La situation internationale est dominée par l’intensification d’une guerre commerciale qui menace de plonger l’économie mondiale dans une nouvelle récession. Les marchés boursiers oscillent au rythme des déclarations successives de Donald Trump, qui est capable de promettre aux mêmes pays, la même semaine, l’enfer et un excellent « deal ».

Ces soubresauts relèvent d’une méthode chère au Président américain, mais son orientation fondamentale est très claire. Trump veut réduire drastiquement le déficit commercial des Etats-Unis et défendre les prés carrés de l’impérialisme américain face à son principal rival : la Chine. Dans le contexte d’un déclin relatif de la première puissance mondiale et d’une saturation globale des marchés depuis la crise de 2008, cela passe par une politique protectionniste agressive.

Dans plusieurs branches décisives de l’économie, le capitalisme chinois est désormais plus compétitif – ou en passe de l’être – que le capitalisme américain. C’est un élément central de l’équation, et il ne date pas d’hier. Obama et Biden ont beau fustiger l’actuelle administration américaine, ils s’étaient eux-mêmes engagés dans la voie d’un protectionnisme dirigé contre le géant chinois (et l’UE). L’actuel Président ne fait « que » radicaliser cette politique.

→ Données du jeu:
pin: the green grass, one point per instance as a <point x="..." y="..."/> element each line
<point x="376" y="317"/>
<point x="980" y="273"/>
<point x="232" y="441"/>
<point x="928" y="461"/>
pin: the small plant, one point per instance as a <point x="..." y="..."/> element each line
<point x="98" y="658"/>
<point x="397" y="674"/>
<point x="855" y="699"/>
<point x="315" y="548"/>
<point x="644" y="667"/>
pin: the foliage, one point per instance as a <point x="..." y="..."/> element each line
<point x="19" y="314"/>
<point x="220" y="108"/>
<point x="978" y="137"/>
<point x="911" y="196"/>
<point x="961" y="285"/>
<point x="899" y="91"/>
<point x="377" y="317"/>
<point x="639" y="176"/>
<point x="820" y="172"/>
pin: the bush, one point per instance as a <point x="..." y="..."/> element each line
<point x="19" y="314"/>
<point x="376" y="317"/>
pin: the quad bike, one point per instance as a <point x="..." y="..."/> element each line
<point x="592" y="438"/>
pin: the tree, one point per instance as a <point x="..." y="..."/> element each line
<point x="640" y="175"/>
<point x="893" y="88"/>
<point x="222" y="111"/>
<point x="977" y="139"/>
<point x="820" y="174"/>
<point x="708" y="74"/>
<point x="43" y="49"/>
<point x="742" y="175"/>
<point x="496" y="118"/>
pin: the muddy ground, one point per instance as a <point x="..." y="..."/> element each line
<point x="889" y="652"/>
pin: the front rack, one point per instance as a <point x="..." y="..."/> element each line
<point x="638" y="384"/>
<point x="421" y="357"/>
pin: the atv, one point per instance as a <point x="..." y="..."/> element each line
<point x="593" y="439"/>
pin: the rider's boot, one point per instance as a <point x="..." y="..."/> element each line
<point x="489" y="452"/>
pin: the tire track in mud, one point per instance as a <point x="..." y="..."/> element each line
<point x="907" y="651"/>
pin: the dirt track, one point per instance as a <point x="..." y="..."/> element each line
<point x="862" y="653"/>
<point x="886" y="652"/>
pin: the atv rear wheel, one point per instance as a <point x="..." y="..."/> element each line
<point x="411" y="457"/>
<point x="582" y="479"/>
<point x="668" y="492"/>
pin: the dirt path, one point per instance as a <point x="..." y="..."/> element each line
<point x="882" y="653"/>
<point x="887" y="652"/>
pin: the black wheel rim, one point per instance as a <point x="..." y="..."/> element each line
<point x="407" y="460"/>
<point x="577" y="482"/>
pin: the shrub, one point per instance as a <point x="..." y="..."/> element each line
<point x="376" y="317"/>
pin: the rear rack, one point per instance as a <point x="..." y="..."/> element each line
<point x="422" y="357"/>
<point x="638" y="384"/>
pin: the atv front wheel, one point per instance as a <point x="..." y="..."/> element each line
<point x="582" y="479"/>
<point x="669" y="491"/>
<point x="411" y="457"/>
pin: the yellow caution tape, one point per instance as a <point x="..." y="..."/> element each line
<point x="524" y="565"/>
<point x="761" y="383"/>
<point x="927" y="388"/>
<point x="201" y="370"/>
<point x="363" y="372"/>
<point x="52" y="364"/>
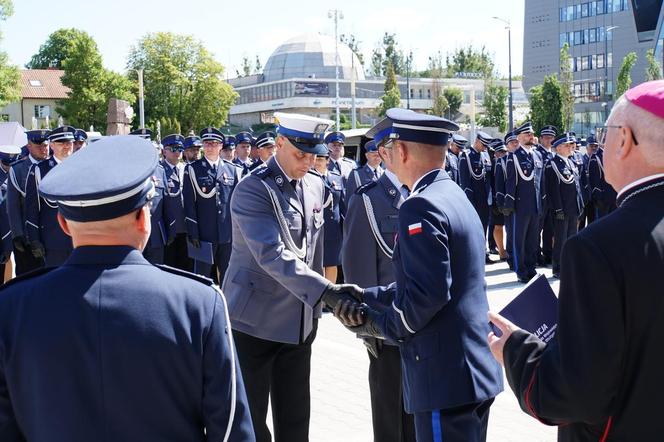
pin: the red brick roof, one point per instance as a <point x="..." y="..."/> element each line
<point x="43" y="83"/>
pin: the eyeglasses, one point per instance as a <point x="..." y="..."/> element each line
<point x="605" y="131"/>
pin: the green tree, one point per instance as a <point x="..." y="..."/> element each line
<point x="182" y="81"/>
<point x="354" y="46"/>
<point x="10" y="89"/>
<point x="653" y="71"/>
<point x="392" y="97"/>
<point x="388" y="54"/>
<point x="57" y="48"/>
<point x="567" y="97"/>
<point x="624" y="79"/>
<point x="546" y="103"/>
<point x="91" y="85"/>
<point x="469" y="59"/>
<point x="454" y="98"/>
<point x="495" y="106"/>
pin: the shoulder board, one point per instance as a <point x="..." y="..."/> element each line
<point x="365" y="187"/>
<point x="262" y="172"/>
<point x="25" y="276"/>
<point x="195" y="277"/>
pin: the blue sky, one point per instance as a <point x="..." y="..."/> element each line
<point x="231" y="30"/>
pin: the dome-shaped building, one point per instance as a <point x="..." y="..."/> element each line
<point x="311" y="55"/>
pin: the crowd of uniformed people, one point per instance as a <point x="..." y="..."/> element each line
<point x="289" y="226"/>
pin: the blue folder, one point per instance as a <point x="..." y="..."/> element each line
<point x="535" y="309"/>
<point x="204" y="253"/>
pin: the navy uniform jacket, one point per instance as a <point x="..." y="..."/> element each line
<point x="600" y="376"/>
<point x="475" y="176"/>
<point x="563" y="187"/>
<point x="5" y="228"/>
<point x="207" y="200"/>
<point x="371" y="224"/>
<point x="41" y="222"/>
<point x="160" y="212"/>
<point x="523" y="188"/>
<point x="359" y="177"/>
<point x="173" y="190"/>
<point x="18" y="175"/>
<point x="334" y="212"/>
<point x="500" y="178"/>
<point x="452" y="166"/>
<point x="274" y="279"/>
<point x="437" y="308"/>
<point x="600" y="191"/>
<point x="108" y="347"/>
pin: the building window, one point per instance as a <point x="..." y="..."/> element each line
<point x="42" y="111"/>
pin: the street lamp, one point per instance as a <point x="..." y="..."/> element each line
<point x="336" y="15"/>
<point x="508" y="26"/>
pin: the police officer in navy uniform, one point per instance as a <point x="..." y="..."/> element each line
<point x="265" y="148"/>
<point x="8" y="155"/>
<point x="546" y="150"/>
<point x="37" y="148"/>
<point x="113" y="347"/>
<point x="362" y="175"/>
<point x="243" y="143"/>
<point x="436" y="311"/>
<point x="334" y="211"/>
<point x="175" y="253"/>
<point x="275" y="284"/>
<point x="80" y="139"/>
<point x="475" y="178"/>
<point x="370" y="229"/>
<point x="47" y="240"/>
<point x="523" y="199"/>
<point x="192" y="149"/>
<point x="335" y="142"/>
<point x="208" y="186"/>
<point x="602" y="194"/>
<point x="563" y="193"/>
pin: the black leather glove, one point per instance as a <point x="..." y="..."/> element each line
<point x="20" y="243"/>
<point x="341" y="292"/>
<point x="507" y="211"/>
<point x="37" y="249"/>
<point x="194" y="241"/>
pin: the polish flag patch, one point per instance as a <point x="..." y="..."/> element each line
<point x="414" y="229"/>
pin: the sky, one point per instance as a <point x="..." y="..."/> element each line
<point x="232" y="30"/>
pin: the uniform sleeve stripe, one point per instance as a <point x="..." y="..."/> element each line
<point x="403" y="318"/>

→ Consignes:
a: Dans le texte sur la guerre commerciale, quel pays est désigné comme le principal rival des Etats-Unis ?
b: Prolongez le texte sur la guerre commerciale à partir de sa dernière phrase.
Les lignes n'ont aucun rôle à jouer ici.

→ Réponses:
a: La Chine.

b:
Tempête économique

A l’heure où nous écrivons ces lignes, Trump affirme qu’il va procéder à une baisse substantielle des droits de douane additionnels imposés à la Chine. Ceux-ci ont atteint 145 %, à quoi le régime chinois a répondu par un taux de 125 %. Si les deux premières puissances de la planète en restaient là, elles se porteraient à elles-mêmes un coup extrêmement sévère. Ces économies sont tellement imbriquées et interdépendantes qu’elles n’ont aucun intérêt à limiter aussi drastiquement leurs échanges commerciaux.

La Chine a notamment besoin du marché américain pour y écouler une partie de sa production (15 % de ses exportations). De leur côté, les Etats-Unis ont aussi besoin du marché chinois pour y écouler une partie de leurs marchandises, mais ils ont surtout besoin d’un certain nombre de biens produits en Chine et qui jouent un rôle clé dans l’industrie américaine elle-même. En outre, un grand nombre de biens chinois entrent dans la consommation courante des masses américaines, qui n’apprécieront pas leur disparition ou leur renchérissement brutal.

Ceci dit, quelles que soient les hausses et les baisses de tarifs douaniers décrétés par Trump, dans les semaines et les mois qui viennent, la tendance fondamentale semble irréversible : la « mondialisation », telle qu’elle s’est développée depuis la fin de la Seconde Guerre mondiale, est en train de céder la place à une fragmentation du commerce mondial et à une dislocation de l’actuelle division internationale du travail. Or cette « mondialisation » a joué un rôle central dans la croissance des forces productives pendant les Trente Glorieuses, mais aussi dans les années 80, 90 et 2000.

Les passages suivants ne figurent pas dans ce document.